**Données répertoriées**
****
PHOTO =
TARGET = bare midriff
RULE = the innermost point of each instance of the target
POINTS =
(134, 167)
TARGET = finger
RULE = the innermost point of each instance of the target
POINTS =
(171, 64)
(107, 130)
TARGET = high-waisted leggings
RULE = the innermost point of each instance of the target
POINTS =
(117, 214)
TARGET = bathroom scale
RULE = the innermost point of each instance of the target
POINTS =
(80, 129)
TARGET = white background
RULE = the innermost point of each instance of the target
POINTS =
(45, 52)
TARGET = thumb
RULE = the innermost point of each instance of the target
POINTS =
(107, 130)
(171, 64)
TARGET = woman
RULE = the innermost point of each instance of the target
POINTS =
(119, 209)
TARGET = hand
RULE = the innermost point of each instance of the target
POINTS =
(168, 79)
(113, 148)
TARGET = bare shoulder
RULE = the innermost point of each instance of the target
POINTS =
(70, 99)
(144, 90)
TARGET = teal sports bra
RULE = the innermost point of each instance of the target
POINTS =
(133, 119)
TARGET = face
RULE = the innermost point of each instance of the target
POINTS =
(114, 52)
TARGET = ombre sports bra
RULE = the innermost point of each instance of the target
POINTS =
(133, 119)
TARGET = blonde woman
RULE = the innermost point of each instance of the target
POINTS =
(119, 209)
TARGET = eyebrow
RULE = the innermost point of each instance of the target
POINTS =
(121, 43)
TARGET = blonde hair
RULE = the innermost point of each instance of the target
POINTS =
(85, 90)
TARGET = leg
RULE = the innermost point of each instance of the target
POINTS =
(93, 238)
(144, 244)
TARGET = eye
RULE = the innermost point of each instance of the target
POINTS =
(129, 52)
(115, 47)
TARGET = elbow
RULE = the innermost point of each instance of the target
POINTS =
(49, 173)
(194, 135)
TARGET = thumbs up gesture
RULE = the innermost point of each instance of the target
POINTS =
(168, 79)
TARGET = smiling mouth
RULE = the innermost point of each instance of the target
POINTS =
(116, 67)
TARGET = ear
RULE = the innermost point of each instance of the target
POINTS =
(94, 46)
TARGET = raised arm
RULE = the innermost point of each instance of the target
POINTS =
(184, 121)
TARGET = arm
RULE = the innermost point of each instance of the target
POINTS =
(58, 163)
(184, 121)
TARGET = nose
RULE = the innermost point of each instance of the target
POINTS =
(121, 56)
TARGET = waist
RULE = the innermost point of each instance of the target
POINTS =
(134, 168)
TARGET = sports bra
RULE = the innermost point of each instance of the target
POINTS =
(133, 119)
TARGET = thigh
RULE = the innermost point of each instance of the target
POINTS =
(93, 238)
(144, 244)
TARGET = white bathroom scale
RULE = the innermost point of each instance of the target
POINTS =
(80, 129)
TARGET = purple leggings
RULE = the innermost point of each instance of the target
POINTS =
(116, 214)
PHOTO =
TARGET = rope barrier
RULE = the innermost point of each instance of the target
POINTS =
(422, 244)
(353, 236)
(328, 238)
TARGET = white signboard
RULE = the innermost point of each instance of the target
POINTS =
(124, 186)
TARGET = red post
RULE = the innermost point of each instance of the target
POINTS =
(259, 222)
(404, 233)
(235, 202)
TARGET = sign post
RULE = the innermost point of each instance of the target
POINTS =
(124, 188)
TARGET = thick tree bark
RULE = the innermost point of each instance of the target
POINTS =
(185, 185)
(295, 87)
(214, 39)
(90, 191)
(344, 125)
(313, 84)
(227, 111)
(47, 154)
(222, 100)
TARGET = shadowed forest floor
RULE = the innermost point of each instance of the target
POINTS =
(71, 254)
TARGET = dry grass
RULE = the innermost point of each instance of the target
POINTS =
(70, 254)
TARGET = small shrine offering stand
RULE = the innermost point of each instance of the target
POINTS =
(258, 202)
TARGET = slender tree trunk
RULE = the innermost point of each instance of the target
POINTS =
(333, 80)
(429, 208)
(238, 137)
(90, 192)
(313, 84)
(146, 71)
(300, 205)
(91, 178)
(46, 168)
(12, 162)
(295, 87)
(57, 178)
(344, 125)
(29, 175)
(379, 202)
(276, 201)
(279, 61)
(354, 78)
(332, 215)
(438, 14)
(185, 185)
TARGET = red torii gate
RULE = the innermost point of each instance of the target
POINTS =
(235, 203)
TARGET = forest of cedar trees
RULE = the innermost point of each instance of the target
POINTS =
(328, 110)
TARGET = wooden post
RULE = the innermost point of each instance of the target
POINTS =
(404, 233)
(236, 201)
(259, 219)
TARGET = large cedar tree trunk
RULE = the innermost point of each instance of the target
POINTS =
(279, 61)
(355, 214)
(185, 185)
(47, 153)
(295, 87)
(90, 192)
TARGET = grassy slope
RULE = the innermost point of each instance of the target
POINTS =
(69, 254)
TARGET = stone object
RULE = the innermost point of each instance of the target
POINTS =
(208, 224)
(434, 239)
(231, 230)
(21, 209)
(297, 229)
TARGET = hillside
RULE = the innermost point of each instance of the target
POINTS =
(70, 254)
****
**Votre tâche**
Modifie les données en commençant à la ligne qui contient « TARGET = dry grass » et en terminant à la fin des données, bornes comprises. Remplace « cedar » par « pine » et laisse tout le reste inchangé.

**Solution proposée**
TARGET = dry grass
RULE = the innermost point of each instance of the target
POINTS =
(70, 254)
TARGET = small shrine offering stand
RULE = the innermost point of each instance of the target
POINTS =
(258, 202)
TARGET = slender tree trunk
RULE = the innermost point of each instance of the target
POINTS =
(333, 80)
(429, 208)
(238, 137)
(90, 192)
(313, 84)
(146, 71)
(300, 205)
(91, 178)
(46, 168)
(12, 162)
(295, 87)
(57, 178)
(344, 125)
(29, 175)
(379, 202)
(276, 201)
(279, 61)
(354, 78)
(332, 215)
(438, 14)
(185, 185)
TARGET = red torii gate
RULE = the innermost point of each instance of the target
POINTS =
(235, 203)
TARGET = forest of pine trees
RULE = the innermost point of each instance of the target
POINTS =
(328, 110)
TARGET = wooden post
RULE = the innermost point of each instance of the target
POINTS =
(404, 233)
(236, 201)
(259, 219)
TARGET = large pine tree trunk
RULE = the innermost point of each instance of the target
POINTS =
(279, 61)
(355, 214)
(185, 185)
(47, 153)
(295, 87)
(90, 192)
TARGET = grassy slope
RULE = the innermost point of each instance of the target
POINTS =
(69, 254)
TARGET = stone object
RULE = the innermost point of each instance of the target
POINTS =
(208, 224)
(434, 239)
(231, 230)
(21, 209)
(297, 229)
TARGET = hillside
RULE = the innermost point of each instance of the target
POINTS =
(70, 254)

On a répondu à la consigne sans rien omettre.